**Exercise**: Check every line of the data for the word "dryer", and copy those that have it.

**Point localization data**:
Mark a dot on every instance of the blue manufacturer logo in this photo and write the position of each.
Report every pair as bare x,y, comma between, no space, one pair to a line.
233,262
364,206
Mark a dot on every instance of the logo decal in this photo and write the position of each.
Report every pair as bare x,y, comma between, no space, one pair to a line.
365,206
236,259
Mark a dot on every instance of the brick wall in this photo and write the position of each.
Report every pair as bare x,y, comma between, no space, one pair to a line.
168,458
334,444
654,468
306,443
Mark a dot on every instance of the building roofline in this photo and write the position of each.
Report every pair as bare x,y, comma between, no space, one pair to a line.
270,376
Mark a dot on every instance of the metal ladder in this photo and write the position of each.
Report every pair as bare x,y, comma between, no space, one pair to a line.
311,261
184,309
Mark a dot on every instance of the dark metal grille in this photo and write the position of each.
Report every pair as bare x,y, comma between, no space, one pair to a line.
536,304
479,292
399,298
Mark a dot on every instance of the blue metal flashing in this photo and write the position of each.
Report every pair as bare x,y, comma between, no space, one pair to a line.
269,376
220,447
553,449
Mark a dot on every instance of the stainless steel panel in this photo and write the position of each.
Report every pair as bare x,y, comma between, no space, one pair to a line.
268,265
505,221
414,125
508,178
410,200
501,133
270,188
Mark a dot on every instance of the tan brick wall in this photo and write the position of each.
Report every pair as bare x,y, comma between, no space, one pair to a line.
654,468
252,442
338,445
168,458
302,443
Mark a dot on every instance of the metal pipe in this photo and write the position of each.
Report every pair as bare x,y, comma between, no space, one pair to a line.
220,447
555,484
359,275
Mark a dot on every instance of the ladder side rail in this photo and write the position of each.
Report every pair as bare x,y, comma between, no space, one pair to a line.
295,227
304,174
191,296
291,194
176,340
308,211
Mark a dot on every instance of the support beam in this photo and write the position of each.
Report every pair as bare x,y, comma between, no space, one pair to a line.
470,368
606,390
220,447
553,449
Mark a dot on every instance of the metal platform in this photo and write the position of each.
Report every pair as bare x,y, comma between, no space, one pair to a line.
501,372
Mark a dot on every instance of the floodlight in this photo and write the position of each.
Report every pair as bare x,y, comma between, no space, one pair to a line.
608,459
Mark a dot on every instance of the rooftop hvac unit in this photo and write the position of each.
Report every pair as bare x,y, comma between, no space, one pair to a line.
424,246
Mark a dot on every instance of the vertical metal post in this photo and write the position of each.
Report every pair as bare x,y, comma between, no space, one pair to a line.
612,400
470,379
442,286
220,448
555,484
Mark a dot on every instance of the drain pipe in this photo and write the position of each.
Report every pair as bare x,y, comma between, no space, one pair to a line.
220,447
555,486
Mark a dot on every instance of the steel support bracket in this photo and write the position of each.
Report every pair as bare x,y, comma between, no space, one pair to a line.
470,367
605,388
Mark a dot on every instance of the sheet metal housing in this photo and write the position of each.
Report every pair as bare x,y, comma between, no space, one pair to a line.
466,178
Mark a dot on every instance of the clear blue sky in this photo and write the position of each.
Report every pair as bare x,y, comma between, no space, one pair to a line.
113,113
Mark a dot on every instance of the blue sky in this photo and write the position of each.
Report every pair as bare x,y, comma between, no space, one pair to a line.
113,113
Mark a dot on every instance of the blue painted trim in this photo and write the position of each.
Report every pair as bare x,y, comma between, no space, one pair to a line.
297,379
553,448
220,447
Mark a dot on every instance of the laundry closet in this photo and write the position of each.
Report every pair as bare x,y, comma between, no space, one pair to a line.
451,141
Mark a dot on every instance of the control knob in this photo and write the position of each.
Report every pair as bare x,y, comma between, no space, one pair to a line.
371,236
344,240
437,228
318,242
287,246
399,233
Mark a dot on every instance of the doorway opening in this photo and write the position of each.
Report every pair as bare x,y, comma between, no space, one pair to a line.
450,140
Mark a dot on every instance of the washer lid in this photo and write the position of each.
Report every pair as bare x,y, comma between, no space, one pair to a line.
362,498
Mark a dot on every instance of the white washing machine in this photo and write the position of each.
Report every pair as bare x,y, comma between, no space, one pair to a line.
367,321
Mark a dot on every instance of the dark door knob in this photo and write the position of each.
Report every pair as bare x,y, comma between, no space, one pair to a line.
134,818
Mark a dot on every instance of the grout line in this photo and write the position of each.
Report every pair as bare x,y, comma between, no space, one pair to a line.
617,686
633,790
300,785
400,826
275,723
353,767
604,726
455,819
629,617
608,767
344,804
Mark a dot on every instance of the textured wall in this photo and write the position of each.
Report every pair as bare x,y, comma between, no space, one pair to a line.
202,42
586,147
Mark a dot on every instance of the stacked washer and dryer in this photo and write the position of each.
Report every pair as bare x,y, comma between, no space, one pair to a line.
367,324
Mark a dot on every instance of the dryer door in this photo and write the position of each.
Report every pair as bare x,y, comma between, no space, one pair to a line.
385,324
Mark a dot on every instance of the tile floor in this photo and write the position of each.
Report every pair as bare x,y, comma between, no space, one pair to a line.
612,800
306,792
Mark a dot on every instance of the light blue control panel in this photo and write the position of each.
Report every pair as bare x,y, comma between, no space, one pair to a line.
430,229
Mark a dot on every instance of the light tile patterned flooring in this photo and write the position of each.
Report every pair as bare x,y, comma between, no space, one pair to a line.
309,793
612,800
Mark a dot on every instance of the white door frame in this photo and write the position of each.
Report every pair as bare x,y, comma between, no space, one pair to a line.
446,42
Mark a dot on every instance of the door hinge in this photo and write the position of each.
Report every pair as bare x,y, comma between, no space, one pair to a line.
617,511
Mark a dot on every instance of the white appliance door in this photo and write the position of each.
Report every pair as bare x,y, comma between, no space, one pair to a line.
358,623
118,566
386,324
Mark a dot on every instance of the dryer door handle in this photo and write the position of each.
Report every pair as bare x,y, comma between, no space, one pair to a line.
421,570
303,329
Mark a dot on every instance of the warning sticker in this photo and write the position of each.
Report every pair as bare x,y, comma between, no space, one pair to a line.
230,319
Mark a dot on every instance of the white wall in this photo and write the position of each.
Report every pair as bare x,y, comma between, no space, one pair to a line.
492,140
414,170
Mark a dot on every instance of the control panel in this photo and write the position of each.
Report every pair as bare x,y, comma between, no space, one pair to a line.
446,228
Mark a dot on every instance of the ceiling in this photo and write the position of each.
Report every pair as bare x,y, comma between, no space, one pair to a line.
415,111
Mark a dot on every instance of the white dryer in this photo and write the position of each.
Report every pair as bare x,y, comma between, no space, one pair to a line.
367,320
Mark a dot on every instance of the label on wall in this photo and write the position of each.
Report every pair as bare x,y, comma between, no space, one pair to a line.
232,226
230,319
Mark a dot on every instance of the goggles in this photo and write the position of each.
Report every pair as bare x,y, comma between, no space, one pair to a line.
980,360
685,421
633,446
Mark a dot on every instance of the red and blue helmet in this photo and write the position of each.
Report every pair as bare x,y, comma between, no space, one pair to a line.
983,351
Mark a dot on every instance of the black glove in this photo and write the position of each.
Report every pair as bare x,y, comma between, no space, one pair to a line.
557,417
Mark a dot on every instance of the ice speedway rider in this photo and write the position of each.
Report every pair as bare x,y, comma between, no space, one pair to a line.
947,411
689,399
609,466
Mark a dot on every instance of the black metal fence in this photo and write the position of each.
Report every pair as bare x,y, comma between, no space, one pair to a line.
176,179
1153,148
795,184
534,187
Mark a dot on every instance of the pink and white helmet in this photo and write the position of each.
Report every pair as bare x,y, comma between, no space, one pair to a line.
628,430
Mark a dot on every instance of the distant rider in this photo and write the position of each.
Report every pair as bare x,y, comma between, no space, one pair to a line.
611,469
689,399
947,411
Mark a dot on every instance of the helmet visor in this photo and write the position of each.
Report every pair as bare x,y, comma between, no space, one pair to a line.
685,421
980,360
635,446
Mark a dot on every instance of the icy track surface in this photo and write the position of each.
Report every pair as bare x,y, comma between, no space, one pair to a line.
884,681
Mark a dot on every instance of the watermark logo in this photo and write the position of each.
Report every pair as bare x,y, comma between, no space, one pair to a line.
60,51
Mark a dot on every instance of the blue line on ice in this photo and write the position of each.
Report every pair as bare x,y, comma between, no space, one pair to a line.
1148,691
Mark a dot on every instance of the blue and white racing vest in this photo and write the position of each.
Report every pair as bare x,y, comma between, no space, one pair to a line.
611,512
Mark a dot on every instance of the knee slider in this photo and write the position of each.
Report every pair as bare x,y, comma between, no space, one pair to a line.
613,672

**Written response**:
Mark a dot on every instance of the stacked washer and dryer in this photo and write the position of each.
Mark a dot on every instance of the dryer door in this photo and write the position of each.
Mark a dot on every instance of the dryer door handle in this photo and write the position of each.
Mark a dot on every instance of the white dryer in this photo and write the position of each.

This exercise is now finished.